#### Data to use:
- Opening Delimiter -

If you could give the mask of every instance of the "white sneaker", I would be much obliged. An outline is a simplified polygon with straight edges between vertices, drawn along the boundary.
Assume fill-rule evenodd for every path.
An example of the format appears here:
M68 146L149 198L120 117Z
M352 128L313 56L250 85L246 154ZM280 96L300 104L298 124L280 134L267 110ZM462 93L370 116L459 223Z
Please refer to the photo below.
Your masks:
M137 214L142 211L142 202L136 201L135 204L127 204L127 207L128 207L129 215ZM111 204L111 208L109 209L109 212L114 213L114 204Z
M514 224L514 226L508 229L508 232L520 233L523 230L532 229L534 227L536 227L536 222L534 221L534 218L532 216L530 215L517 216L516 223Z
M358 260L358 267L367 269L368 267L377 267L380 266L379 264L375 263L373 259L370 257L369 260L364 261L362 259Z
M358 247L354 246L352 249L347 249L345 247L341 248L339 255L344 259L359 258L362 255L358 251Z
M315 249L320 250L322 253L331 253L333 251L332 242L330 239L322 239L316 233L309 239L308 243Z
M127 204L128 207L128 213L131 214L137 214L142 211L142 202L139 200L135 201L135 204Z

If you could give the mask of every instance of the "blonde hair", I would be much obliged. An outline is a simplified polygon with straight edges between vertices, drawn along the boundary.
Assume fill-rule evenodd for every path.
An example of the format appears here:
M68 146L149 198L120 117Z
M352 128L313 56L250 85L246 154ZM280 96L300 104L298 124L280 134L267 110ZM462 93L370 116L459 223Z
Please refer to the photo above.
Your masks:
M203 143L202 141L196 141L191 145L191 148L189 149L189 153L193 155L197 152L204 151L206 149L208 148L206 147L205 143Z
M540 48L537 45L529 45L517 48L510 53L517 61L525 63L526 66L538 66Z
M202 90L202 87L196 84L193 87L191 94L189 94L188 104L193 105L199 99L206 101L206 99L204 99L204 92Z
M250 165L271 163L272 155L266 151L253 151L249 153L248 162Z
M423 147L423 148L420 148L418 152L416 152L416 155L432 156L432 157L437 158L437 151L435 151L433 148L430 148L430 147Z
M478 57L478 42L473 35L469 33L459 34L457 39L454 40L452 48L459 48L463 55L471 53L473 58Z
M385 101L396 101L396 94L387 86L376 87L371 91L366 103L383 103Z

- Closing Delimiter -

#### Exercise objective:
Show the lines of the material that contain the word "vertices".

#### Completed task:
If you could give the mask of every instance of the "white sneaker", I would be much obliged. An outline is a simplified polygon with straight edges between vertices, drawn along the boundary.
If you could give the mask of every instance of the "blonde hair", I would be much obliged. An outline is a simplified polygon with straight edges between vertices, drawn along the boundary.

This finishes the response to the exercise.